If the Scandinavian approach were used everywhere, we might obtain similarly good results. However, it may not be as easy as that. It may prove to be the case that cultural factors unique to Scandinavia are why this system works so well for them, and that it would be difficult for other nations to copy it.

Technological progress in criminal justice

How might our improving technology be used in attempts to tackle crime? We can never predict what will develop in the future, but some possibilities can be glimpsed.

The first is with the beginning of any criminal prosecution: identifying the suspects. 

In this realm, one technological revolution has occurred already. Since the 1980s, DNA testing has added a powerful new tool in the toolbox of criminal investigation. Criminals such as the Golden State Killer, who evaded justice for decades, were identified and captured thanks to DNA evidence.

DNA testing has even wider reach with the advent of genealogical databases. Even if the criminal has no DNA on file that crime-scene evidence can be tested against, they can often be identified by matching with the DNA of their relatives.

Importantly, DNA hasn't only helped to convict the guilty. It's also exposed serious errors in the criminal justice system, freeing hundreds of innocent people who were wrongfully convicted of crimes they didn't commit. Some of them were on death row. Many of the wrongfully convicted were people of color, and in that regard, DNA evidence offers an objective counterpoint to racism and other bias in the justice system.

What other forms of technology might provide a tool for identifying the guilty or ruling out the innocent? One possibility is brain scanning. Though this is still in the realm of science fiction for now, it's conceivable that scientists could develop a brain scan that would detect whether a person is lying or telling the truth.

Even if this technology came into existence, in the U.S. at least, such tests would have to remain voluntary under constitutional law. We'd also have to study the technology rigorously to ensure that it gives reliable results, and wasn't a subjective and unscientific procedure like the lie detector (which is generally inadmissible in criminal trials, even though lie detector tests continue to be used in some industries).

Surveillance technology has also improved, becoming widespread as it gets cheaper and more powerful. In many places, police officers are now required to wear body cams, which help to create more transparency and accountability. Most ordinary people now carry video-capable smartphones, which play a similar role in documenting police conduct.

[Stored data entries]

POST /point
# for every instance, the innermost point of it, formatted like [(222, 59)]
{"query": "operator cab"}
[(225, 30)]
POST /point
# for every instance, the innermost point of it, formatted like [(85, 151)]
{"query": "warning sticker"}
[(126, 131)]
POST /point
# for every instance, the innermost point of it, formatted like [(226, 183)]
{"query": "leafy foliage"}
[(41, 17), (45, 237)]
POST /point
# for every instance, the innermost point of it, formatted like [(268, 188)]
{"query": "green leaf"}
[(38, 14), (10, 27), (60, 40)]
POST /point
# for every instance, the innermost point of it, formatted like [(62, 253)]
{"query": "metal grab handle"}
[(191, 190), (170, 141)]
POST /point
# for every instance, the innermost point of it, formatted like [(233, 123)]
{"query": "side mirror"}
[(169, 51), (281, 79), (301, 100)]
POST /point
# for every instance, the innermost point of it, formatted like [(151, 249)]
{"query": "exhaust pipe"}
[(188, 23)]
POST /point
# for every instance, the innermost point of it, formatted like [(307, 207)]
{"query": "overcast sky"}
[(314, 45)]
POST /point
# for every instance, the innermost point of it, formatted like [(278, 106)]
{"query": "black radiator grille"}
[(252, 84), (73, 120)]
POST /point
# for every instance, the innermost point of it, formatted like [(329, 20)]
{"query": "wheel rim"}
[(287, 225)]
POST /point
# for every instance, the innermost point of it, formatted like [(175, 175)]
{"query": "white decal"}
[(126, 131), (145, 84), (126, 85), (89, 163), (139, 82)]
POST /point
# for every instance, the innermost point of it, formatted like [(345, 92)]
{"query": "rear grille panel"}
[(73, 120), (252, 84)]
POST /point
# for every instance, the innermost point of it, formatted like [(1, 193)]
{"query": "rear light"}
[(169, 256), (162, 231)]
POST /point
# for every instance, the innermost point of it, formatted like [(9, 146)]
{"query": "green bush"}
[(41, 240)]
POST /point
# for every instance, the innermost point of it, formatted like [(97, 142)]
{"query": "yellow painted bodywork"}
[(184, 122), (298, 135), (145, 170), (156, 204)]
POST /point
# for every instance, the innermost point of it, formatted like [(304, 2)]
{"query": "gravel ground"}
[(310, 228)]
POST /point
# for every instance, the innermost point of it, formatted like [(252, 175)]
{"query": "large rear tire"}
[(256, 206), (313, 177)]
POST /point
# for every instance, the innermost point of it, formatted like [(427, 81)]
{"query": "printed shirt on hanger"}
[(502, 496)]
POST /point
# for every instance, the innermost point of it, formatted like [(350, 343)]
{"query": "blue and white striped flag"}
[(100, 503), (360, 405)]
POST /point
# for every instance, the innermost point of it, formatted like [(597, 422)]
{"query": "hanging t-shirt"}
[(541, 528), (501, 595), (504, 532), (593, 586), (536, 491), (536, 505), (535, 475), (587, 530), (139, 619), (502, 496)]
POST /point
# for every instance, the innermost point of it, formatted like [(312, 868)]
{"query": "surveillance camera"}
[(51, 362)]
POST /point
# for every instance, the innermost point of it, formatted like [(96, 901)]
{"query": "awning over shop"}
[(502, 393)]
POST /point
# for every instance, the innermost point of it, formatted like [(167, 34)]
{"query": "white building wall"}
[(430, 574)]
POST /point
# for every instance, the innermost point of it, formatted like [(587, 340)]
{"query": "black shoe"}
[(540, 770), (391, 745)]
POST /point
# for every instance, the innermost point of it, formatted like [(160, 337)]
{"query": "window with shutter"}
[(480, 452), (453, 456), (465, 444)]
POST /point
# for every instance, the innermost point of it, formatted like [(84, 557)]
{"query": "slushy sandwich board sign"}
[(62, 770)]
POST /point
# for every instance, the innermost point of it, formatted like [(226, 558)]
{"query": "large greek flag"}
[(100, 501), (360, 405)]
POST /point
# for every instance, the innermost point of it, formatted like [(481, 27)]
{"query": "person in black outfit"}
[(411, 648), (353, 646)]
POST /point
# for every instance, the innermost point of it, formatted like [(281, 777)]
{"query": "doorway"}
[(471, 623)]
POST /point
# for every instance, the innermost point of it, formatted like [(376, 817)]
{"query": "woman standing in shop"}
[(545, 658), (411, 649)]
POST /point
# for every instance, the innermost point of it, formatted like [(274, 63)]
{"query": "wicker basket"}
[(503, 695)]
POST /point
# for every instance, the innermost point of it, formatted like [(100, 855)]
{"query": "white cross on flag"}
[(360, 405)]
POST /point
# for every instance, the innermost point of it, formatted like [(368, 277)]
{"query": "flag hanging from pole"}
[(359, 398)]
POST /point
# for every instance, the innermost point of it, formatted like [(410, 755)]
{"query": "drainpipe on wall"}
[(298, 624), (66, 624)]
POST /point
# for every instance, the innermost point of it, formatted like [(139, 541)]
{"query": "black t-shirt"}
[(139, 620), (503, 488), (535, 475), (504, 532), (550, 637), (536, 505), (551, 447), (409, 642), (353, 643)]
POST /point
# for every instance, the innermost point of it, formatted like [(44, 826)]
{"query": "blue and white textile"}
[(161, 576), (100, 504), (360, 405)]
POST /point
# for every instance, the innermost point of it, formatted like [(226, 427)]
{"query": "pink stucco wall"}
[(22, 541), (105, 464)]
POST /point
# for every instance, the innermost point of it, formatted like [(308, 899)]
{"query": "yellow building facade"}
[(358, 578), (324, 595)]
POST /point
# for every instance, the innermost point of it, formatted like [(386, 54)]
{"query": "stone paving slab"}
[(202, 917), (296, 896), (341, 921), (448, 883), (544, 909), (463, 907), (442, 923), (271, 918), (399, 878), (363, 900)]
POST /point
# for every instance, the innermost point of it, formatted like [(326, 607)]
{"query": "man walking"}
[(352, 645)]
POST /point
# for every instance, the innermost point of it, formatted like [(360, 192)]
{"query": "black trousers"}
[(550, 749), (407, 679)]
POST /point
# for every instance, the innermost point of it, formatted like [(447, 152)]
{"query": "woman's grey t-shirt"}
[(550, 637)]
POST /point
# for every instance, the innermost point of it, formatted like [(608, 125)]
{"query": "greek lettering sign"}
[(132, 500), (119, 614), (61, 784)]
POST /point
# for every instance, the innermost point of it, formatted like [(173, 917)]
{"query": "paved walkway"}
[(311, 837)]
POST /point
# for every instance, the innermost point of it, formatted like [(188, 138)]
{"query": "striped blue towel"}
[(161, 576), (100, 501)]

→ QUESTIONS:
A: Summarize the passage on technology in criminal justice in three sentences.
B: Render this sentence from the passage on technology in criminal justice into Spanish: "Since the 1980s, DNA testing has added a powerful new tool in the toolbox of criminal investigation."
C: Carry the passage on technology in criminal justice forward, starting after its final sentence.
The stored data entries are material separate from the passage.

→ ANSWERS IN ORDER:
A: The passage opens by suggesting that the Scandinavian approach might work well elsewhere, though cultural factors unique to Scandinavia could make it hard for other nations to copy. It then explains that DNA testing, used since the 1980s and extended by genealogical databases, has identified criminals such as the Golden State Killer and freed hundreds of innocent people who were wrongfully convicted. It also considers future brain scans that might detect lying, which in the U.S. would have to be voluntary and rigorously tested, and notes that body cams and smartphones now help document police conduct.

B: Desde la década de 1980, las pruebas de ADN han añadido una nueva y poderosa herramienta a la caja de herramientas de la investigación criminal.

C:
It likely won't be long before every public place is covered by cameras equipped with facial recognition and other means of biometric identification. This may have a deterrent effect for criminals, who can't escape being caught on video. On the other hand, will it make us all more reluctant to express ourselves, knowing that we can't escape the surveillance state? Will it have a chilling effect on protests and other free expression?

The most distant hypothetical possibility, and also the most dangerous, is direct behavioral modification of criminals—through drugs, brain surgery, or other methods. Such a procedure has long been a staple of fiction. Arguably, we're drawing closer to this through the increasing availability of pharmaceuticals to cure the subset of mental illnesses that cause violent behavior. However, so far there's no all-purpose cure for criminality. 

If such a thing were invented, society would have to grapple with whether it could ever be used ethically. A simple pill to cure criminal behavior, without the squalor and brutality of the past, would have undeniable appeal. However, fiction has consistently treated this as a frightening, nightmarish possibility (in works like A Clockwork Orange, for instance). There's an understandable fear that the technology would be used for dystopian purposes, like brainwashing dissidents or mandating conformity to the state's will.

It may be that courts of the future will have to rule to uphold rights, like the right of free will, that today we don't recognize as needing protection. As technology improves the scope of what's possible, our ethics and our legal systems will have to evolve to keep pace with it. Humanity has, for the most part, grown wiser and more humane over the ages, but that trend will only continue if we keep demanding better.